Tarefa a realizar:
As afirmações a seguir concordam com a entrevista com Elyanna Caldas? Para cada uma, responda sim ou não e cite as palavras decisivas da entrevista.
1. Elyanna Caldas começou a se interessar por música aos 3 anos de idade.
2. O convite para ensinar na Universidade Federal de Pernambuco aconteceu em 1970.
3. No Brasil, Elyanna Caldas é diplomada em música.

Trecho selecionado:
Entrevista: Elyanna Caldas



Por: Joás Benedito
Fotos: Joás Benedito

Quando se pergunta sobre música pernambucana, surge na mente o ritmo do frevo ou até mesmo a sonoridade do manguebeat, certo? Correto. Estilos esses que já são característicos e se tornam cada vez mais um referencial com o passar do tempo. Em contrapartida, vários músicos se destacam por estilos que são poucos divulgados nas rádios e na televisão. Vez por outra, muitos se dedicam a expor seus sentimentos em composições e acordes regidos de boas lembranças e afeto reproduzidos na profissão que, na maioria das vezes, não é reconhecida.
Influenciada pela irmã que tocava piano, aos 3 anos de idade Elyanna Caldas despertou seu interesse musical ouvindo composições carnavalescas e as reproduzindo ao piano. Professora da Universidade Federal de Pernambuco, escritora e diretora do Conservatório Pernambucano de Música, hoje ela se dedica apenas a tocar. Em conversa com o repórter Joás Benedito, Elyanna fala um pouco das suas participações musicais e a contribuição para que a música erudita do Estado seja um referencial para a geração atual.




Como foi traçada essa sua trajetória musical, quais foram as suas realizações durante esse tempo?
A minha vida musical foi um pouco às avessas. Com 20 anos, ganhei uma bolsa de estudos para ir para a França. Quando voltei dessas viagens, recebi um convite para ensinar na Universidade Federal de Pernambuco que estava fundando o curso de música, isso foi em 1960. Fui convidada para um cargo de nível superior por conta de certificados que eu tinha da Europa.  Não era um curso de graduação, até porque naquela época a graduação em música no Recife estava se iniciando. Eu como professora e sem graduação em música, fui fazer a graduação em letras só para ter um diploma brasileiro. No Brasil, sou diplomada em letras, línguas neolatinas como era chamada na época. Dez anos depois, voltei para a Europa e completei a minha licenciatura em música para me sentir feliz.

Capiba é considerado um dos maiores compositores de frevo do mundo. Como foi a experiência de explorar um pouco dele junto com os estilos erudito e popular?

Material de apoio:
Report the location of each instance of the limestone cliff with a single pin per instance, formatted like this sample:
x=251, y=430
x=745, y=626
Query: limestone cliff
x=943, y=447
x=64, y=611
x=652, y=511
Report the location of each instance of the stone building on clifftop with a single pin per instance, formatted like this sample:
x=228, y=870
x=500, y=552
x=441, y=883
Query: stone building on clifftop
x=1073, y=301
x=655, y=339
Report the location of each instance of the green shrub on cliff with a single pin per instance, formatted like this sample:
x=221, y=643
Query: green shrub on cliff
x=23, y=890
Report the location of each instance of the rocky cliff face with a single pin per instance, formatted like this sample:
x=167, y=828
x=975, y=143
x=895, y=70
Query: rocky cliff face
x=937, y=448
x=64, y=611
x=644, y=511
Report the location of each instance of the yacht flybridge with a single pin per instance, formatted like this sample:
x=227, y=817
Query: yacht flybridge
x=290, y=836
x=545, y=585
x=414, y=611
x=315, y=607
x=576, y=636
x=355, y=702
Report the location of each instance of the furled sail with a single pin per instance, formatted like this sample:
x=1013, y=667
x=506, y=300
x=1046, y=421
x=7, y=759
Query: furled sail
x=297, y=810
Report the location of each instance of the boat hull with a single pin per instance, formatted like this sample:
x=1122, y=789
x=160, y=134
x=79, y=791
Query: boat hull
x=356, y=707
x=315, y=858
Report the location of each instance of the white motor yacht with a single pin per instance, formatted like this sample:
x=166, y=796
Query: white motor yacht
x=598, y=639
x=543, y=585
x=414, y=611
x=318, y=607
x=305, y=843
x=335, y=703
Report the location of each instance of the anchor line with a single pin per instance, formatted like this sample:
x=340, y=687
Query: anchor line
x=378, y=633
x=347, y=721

Resposta:
1. Sim: "aos 3 anos de idade Elyanna Caldas despertou seu interesse musical"
2. Não: "isso foi em 1960"
3. Não: "No Brasil, sou diplomada em letras"